— Start —
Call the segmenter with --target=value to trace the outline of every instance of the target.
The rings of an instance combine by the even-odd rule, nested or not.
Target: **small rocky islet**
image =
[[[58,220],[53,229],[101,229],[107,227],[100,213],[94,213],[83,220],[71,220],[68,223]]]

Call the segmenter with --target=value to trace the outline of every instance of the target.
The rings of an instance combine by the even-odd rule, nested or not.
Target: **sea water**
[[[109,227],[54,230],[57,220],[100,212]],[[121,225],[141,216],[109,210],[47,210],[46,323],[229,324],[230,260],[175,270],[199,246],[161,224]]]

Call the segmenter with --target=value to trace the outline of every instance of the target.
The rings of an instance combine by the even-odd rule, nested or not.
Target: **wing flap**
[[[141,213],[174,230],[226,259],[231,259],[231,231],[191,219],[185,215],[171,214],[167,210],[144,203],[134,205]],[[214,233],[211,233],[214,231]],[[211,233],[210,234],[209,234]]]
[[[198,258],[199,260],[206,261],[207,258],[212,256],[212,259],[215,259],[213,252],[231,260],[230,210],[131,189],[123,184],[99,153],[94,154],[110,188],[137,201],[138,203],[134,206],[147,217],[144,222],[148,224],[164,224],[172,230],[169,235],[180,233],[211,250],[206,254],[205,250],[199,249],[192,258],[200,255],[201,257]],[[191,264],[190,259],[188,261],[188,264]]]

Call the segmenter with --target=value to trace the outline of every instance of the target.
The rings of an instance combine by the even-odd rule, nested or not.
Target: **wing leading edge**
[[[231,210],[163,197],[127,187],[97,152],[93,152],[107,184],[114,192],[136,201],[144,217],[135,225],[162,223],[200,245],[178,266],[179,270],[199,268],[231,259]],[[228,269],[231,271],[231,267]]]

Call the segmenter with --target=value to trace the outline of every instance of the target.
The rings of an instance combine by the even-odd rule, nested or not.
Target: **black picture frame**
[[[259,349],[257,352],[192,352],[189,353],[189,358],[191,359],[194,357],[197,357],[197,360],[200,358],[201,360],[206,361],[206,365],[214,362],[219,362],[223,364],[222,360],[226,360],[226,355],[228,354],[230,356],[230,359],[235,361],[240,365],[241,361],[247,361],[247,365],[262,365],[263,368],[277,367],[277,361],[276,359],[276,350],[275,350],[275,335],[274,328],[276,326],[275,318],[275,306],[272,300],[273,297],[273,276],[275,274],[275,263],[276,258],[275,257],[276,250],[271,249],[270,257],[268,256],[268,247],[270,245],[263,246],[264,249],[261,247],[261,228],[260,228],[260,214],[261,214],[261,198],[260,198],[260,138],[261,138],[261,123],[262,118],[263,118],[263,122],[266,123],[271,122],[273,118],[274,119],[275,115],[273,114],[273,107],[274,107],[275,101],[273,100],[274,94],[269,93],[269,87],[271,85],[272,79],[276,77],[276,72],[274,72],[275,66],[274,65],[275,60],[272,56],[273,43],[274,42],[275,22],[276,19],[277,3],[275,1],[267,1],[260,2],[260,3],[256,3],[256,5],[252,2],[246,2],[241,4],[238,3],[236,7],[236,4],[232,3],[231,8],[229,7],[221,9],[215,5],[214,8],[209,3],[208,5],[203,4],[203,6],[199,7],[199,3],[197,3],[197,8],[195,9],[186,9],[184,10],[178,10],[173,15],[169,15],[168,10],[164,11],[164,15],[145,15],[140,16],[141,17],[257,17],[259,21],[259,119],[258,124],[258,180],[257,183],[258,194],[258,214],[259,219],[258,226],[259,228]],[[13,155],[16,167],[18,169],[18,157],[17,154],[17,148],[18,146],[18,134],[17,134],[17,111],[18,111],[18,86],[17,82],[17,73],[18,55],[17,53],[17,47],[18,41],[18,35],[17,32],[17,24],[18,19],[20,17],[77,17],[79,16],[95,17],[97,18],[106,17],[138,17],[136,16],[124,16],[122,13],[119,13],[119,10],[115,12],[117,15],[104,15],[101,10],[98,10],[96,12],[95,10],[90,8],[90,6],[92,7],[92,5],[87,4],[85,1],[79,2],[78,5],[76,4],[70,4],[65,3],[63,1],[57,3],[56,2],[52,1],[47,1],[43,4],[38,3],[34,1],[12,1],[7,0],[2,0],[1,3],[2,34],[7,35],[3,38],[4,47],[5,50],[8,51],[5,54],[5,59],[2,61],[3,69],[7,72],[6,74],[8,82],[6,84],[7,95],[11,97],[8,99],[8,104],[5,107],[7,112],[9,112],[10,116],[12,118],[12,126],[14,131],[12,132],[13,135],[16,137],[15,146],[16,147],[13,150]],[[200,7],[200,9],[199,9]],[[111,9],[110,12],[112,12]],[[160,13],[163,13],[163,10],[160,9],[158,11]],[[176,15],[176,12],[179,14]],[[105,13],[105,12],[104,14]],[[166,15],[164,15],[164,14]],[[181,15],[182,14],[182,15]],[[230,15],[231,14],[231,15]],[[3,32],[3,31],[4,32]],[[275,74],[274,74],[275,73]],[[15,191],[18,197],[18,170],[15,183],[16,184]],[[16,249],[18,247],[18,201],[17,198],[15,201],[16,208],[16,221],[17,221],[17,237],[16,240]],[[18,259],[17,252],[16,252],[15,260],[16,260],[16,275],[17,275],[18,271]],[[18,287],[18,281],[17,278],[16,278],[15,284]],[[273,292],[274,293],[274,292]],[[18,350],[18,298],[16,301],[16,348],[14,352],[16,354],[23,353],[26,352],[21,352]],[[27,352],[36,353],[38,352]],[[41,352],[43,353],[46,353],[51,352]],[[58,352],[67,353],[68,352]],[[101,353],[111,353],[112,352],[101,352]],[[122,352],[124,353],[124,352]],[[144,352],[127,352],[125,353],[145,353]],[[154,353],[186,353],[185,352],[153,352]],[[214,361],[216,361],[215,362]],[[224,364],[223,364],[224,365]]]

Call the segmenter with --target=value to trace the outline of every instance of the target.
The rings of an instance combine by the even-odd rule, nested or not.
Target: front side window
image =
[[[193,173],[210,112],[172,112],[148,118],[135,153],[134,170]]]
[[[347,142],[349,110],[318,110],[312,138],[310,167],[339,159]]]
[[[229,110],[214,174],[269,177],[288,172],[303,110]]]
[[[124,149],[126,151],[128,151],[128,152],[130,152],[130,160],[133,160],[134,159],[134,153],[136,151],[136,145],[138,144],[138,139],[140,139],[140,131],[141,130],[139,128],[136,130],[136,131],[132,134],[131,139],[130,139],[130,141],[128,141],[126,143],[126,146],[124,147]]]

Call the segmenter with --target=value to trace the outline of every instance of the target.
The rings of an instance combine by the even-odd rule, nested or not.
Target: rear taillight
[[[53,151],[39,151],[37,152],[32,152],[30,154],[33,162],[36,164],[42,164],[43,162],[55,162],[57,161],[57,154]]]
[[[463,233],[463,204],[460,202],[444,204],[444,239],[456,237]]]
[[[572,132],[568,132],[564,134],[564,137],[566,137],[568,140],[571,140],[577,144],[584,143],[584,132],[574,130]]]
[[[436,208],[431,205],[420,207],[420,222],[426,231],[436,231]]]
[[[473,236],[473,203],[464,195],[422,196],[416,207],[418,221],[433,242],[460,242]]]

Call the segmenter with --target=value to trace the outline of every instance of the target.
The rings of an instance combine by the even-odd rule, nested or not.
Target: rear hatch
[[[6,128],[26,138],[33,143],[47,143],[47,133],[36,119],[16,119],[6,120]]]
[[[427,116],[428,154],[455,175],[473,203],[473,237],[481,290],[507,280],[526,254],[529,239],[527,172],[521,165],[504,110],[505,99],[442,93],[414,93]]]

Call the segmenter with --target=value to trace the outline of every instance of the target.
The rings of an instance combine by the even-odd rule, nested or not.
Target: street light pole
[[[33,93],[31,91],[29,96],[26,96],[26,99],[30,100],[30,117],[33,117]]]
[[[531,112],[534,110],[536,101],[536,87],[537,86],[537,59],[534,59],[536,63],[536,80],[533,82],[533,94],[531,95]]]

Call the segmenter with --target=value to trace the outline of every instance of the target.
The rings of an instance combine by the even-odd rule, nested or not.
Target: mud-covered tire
— End —
▸ **Objective**
Extract every line of the records that contains the word "rear", matching case exactly.

▸ **Expected output**
Target: rear taillight
Target: rear hatch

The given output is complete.